======== Material for this exercise
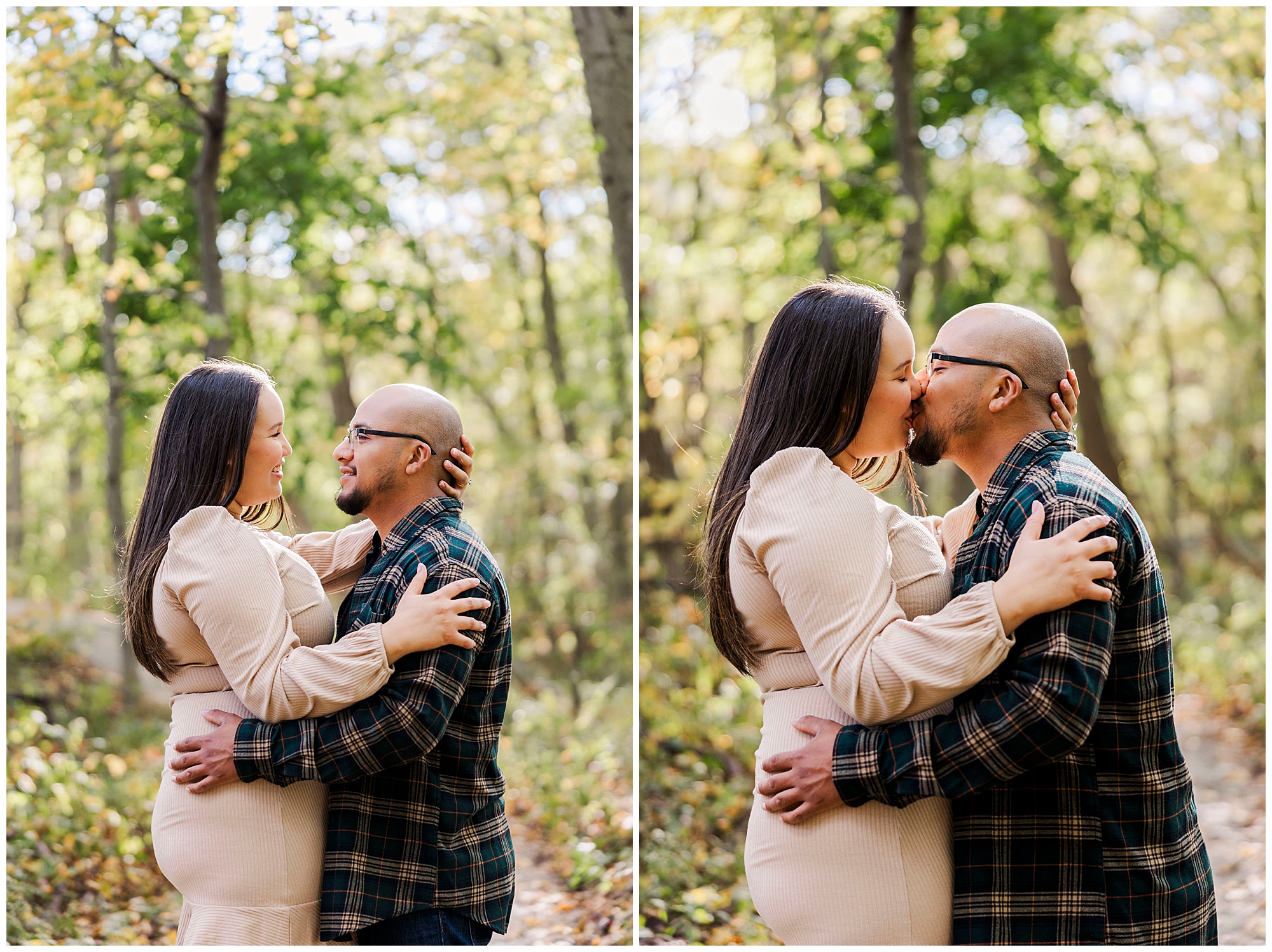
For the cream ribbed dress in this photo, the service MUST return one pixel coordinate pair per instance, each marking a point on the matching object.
(849, 600)
(245, 616)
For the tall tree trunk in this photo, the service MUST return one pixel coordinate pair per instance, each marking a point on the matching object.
(16, 534)
(826, 256)
(342, 392)
(208, 210)
(606, 43)
(77, 528)
(1171, 544)
(657, 469)
(115, 395)
(1095, 434)
(909, 152)
(553, 344)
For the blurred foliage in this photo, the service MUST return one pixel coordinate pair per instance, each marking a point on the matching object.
(569, 776)
(401, 195)
(81, 790)
(1101, 166)
(700, 728)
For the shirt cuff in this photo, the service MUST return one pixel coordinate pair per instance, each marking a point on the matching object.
(849, 766)
(857, 769)
(254, 743)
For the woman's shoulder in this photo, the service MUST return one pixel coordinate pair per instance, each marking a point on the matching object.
(801, 490)
(211, 531)
(803, 471)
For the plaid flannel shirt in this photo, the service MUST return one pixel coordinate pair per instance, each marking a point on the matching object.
(417, 801)
(1073, 811)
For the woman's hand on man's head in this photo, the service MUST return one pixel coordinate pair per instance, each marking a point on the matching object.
(461, 474)
(1064, 403)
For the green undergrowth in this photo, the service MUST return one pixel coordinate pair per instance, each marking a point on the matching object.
(83, 770)
(569, 776)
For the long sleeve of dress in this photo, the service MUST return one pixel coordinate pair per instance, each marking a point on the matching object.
(230, 584)
(824, 542)
(338, 556)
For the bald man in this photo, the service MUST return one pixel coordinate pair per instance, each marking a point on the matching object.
(1073, 811)
(419, 852)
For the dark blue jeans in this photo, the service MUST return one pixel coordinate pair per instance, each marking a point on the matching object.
(427, 927)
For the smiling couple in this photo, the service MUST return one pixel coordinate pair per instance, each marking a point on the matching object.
(1000, 766)
(350, 787)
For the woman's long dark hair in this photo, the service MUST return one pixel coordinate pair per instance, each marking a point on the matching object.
(198, 460)
(808, 389)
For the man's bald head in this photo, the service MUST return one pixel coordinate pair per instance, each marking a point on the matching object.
(1011, 335)
(408, 408)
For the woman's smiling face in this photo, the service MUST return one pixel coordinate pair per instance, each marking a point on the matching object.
(263, 470)
(887, 422)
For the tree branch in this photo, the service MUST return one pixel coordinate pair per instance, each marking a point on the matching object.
(163, 72)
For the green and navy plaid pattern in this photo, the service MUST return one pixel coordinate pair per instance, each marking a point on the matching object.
(417, 801)
(1073, 811)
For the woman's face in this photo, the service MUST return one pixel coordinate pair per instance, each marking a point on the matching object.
(886, 425)
(263, 471)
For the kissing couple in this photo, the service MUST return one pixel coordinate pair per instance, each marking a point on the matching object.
(998, 766)
(349, 788)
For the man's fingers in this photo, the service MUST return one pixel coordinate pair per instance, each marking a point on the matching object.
(811, 724)
(778, 764)
(195, 773)
(777, 783)
(205, 784)
(799, 815)
(184, 761)
(191, 743)
(455, 588)
(784, 801)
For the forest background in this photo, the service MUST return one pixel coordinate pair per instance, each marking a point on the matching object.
(347, 199)
(1103, 167)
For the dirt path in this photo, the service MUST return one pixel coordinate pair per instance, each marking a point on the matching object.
(1228, 771)
(544, 911)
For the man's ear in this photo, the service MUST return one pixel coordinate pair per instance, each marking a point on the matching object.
(419, 459)
(1007, 391)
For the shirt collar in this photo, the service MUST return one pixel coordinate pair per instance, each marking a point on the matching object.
(418, 520)
(1020, 460)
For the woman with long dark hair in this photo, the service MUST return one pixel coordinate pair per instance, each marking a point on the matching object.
(235, 616)
(839, 605)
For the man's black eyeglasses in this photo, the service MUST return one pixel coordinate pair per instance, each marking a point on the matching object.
(357, 433)
(951, 359)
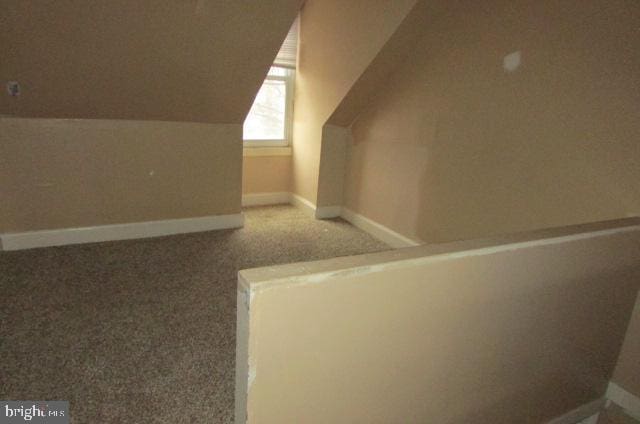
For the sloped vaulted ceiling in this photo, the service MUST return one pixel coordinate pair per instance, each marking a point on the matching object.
(171, 60)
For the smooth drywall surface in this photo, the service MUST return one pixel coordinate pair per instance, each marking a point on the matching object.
(457, 145)
(332, 165)
(627, 374)
(266, 174)
(338, 40)
(518, 331)
(174, 60)
(58, 173)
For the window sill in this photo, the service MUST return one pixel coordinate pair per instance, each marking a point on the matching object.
(266, 151)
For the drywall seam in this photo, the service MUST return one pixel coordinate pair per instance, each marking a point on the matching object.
(378, 231)
(581, 414)
(65, 236)
(326, 212)
(299, 201)
(624, 399)
(320, 277)
(242, 354)
(263, 199)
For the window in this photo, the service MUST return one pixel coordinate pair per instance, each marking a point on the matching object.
(270, 119)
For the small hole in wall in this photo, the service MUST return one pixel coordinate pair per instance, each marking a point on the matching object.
(512, 61)
(13, 88)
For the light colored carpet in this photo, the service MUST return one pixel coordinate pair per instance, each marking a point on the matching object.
(143, 331)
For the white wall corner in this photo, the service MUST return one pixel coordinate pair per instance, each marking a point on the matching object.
(584, 414)
(135, 230)
(378, 231)
(302, 203)
(624, 399)
(326, 212)
(263, 199)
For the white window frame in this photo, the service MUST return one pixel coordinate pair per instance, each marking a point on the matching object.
(289, 81)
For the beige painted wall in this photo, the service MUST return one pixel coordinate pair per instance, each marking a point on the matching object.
(59, 173)
(455, 147)
(175, 60)
(627, 374)
(266, 174)
(338, 40)
(516, 330)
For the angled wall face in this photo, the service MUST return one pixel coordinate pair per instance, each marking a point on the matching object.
(196, 61)
(338, 40)
(467, 139)
(457, 146)
(627, 374)
(157, 93)
(520, 329)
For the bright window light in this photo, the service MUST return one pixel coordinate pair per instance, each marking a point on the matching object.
(269, 120)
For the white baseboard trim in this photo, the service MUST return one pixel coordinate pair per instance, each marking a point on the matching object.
(263, 199)
(585, 414)
(65, 236)
(302, 203)
(326, 212)
(624, 399)
(378, 231)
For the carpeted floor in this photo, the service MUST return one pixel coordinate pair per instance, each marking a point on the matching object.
(143, 331)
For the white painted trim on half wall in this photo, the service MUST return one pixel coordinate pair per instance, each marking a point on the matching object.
(624, 399)
(263, 199)
(135, 230)
(378, 231)
(308, 207)
(326, 212)
(375, 229)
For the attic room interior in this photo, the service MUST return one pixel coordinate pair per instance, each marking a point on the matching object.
(320, 211)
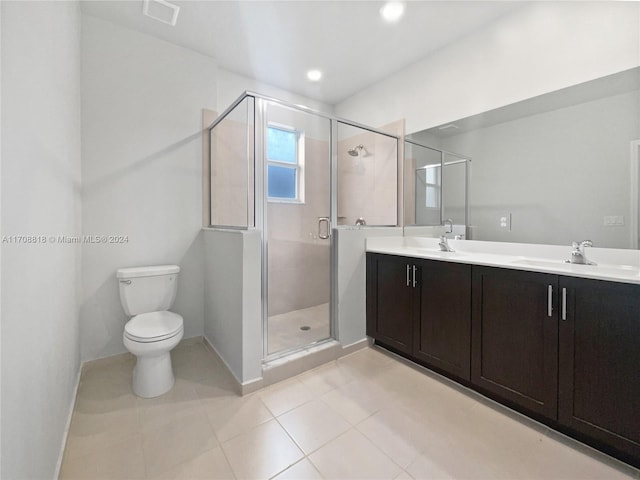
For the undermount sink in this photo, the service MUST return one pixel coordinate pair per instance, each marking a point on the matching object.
================
Once the pictures are set aside, the remaining data must be transcribed exactly.

:: Response for this exercise ::
For the cream ribbed dress in this photo, the service MUST return one pixel coordinate pair per instance, each marking a point on the matching object.
(849, 600)
(245, 616)
For the tall tree trunk in this photo, the service MUST return one pixel coordinate pair per instance, each marking a point on the matching object.
(16, 534)
(826, 256)
(342, 392)
(208, 210)
(606, 43)
(77, 528)
(1171, 544)
(657, 469)
(115, 395)
(1095, 434)
(909, 152)
(553, 344)
For the blurred foliage in this photo, the service MUST return one pixel coordinate pair per instance, each marking a point on the matching object.
(569, 776)
(401, 195)
(81, 790)
(1101, 166)
(700, 728)
For the shirt cuff in this photo, the service MUST return one pixel coordinate pair per instance, each marking a point on the matching object.
(849, 766)
(857, 769)
(254, 743)
For the woman's shoulder in this photo, the service MUST return one pixel coordinate pair per instance, each marking a point on the matching object.
(801, 490)
(211, 531)
(803, 471)
For the plaid flannel shirt in this photo, the service MUST return one pixel coordinate pair per instance, each marking a point on the matching object.
(417, 801)
(1073, 811)
For the woman's hand on man's head in this photo, the service MUST return one pixel coordinate pair per instance, each marking a point on the matching object.
(461, 474)
(1064, 403)
For the green undergrowth in this photo, the service MUST return one pixel coordinate pair per instance, each marking a point on the matching object.
(83, 770)
(569, 776)
For the long sleeve of dress in this photo, the service MUST return one pixel coordinate pair per instance, each marking a point on the matching object.
(230, 584)
(824, 542)
(338, 556)
For the bald man in this photo, the service MUST return one pixel coordinate pair per instance, each marking a point on the matching object.
(1073, 811)
(419, 852)
For the dark blue jeans in this photo, the service MUST return one pixel coordinate pair per instance, each marking a point on the matching object.
(427, 927)
For the smiling couple in this photo, the service MUST return one pixel coordinate pair per instance, each marking a point on the matching object.
(1000, 766)
(350, 787)
For the woman's long dark hair in this photo, the service MUST return one pixel coordinate pair per instance, each marking a point on the matching object.
(198, 460)
(808, 389)
For the man's bald head in this photo, the service MUST return one pixel coordinate pair per instance, each marking a point on the matching object.
(1011, 335)
(408, 408)
For the woman's smiling face in this photo, the service MUST return one pixel coordinate pair per instance, each marking a point on the matching object.
(263, 470)
(887, 422)
For the tree branch in this photo, the service MUST return one pixel coordinate pair per instance, each marking a point on the matching object.
(163, 72)
For the green and navy plaid pattern in this photo, the service MUST return one pixel coordinate pair per instance, each marking a point on the matching object.
(417, 801)
(1073, 811)
For the woman's face in this photo, the service MUST return one pixel coordinate pair per instance, each marking a point on the matching object.
(886, 425)
(263, 471)
For the kissing couple in this photo, the service MUST return one pixel coordinate pair per instance, each marking a point on the matching object.
(998, 766)
(349, 788)
For the man's fingers in this photo, the service MUST return one pixel coordinate pair per instance, each marking a point on the matching object.
(811, 724)
(778, 764)
(195, 773)
(777, 783)
(205, 784)
(799, 815)
(184, 761)
(191, 743)
(455, 588)
(784, 801)
For the forest background in this photo, the service MUST return one pixel coordinate pair per instance, each marking a point on the matching object.
(347, 199)
(1103, 167)
For the dirt path in this photo, the service MUST return one pixel coordinate pair per instance, each marking a point on the matching object.
(1228, 771)
(544, 911)
For the man's ear in this photo, the service MUST return one pixel coordinate pair per instance, each marking a point on the matching object.
(419, 459)
(1007, 391)
For the shirt collar in this photo, the service MUST return one pixel coordinate pair per instance, each marking a point on the matching object.
(418, 520)
(1020, 460)
For the woman with long dark hair in this photo, the service MUST return one pixel coordinate pair per instance, each marking a point on the matching object.
(235, 616)
(839, 605)
For the man's black eyeglasses in this photo, the service MUST return one pixel coordinate pair per instance, each marking a point on the matching object.
(357, 433)
(951, 359)
For the sloped vaulted ceiling in this photo, the service MUST return one pixel coordinate pair per instance, each marking a point on the matching object.
(171, 60)
For the smooth drywall surface in this photo, the service MUST return one pixel coordinate pair per instance, each marking a point on the matching object.
(457, 145)
(332, 165)
(627, 374)
(266, 174)
(338, 40)
(518, 331)
(174, 60)
(58, 173)
For the window sill in this photo, the service MUST return one pixel coordinate pair per instance, each marking a point on the matching object.
(266, 151)
For the drywall seam in this photo, the service MUST return one pixel coordinate pair per instance, each marking a point on the matching object.
(378, 231)
(581, 414)
(65, 236)
(326, 212)
(299, 201)
(624, 399)
(320, 277)
(242, 354)
(263, 199)
For the window in this photo, the service MUST return one pixel coordinate pair per instance, each marking a point on the matching object.
(270, 119)
For the small hole in wall in this photo, the service MUST return one pixel coordinate pair per instance, each marking a point on the matching object.
(512, 61)
(13, 88)
For the light colored carpet in this photo, the service MUST return one pixel coordinate pair per instance, each marking a point on the matching object.
(143, 331)
For the white wall corner in this photo, the service MUST return one pixel coordinate pair per instance, each marking a point on the matching object.
(584, 414)
(135, 230)
(378, 231)
(302, 203)
(624, 399)
(326, 212)
(263, 199)
For the white window frame in this photo, the service MUST return one pixel coordinate pair per instance, each marking a point on the matching object.
(289, 81)
For the beige painted wall in this photo, the service MUST return one pixel coordinate pair per instance, each marking a point on the matching object.
(59, 173)
(455, 147)
(175, 60)
(627, 374)
(266, 174)
(338, 40)
(516, 330)
For the angled wall face in this photo, the service MUST return one pixel coordinate pair per instance, each marking a point on the matching object.
(196, 61)
(338, 40)
(467, 139)
(457, 146)
(627, 374)
(157, 93)
(520, 329)
For the bright window light in this photo, the service MUST return one pixel coordinate pair per instance, each marking a point on the matching object.
(269, 120)
For the white baseboard trim in this photo, the service MUST return one pixel coordinate pair per instance, each marking a point on the matching object.
(263, 199)
(585, 414)
(65, 236)
(302, 203)
(326, 212)
(624, 399)
(378, 231)
For the carpeted floor in this photo, the service MUST return one pixel coordinate pair per instance, each marking a point on the matching object.
(143, 331)
For the white painted trim on half wall in this photo, the service MUST return one pixel coordinate pair per instance, each marking a point on the matching object.
(624, 399)
(263, 199)
(135, 230)
(378, 231)
(308, 207)
(326, 212)
(375, 229)
For the attic room interior in this photo, the service MUST return one pixel coordinate pair per instance, each marking a point on the matching object.
(320, 211)
For the undermount sink in this photo, the service MUST return one pixel coordinate pair per instance, each marking a point on the matching object.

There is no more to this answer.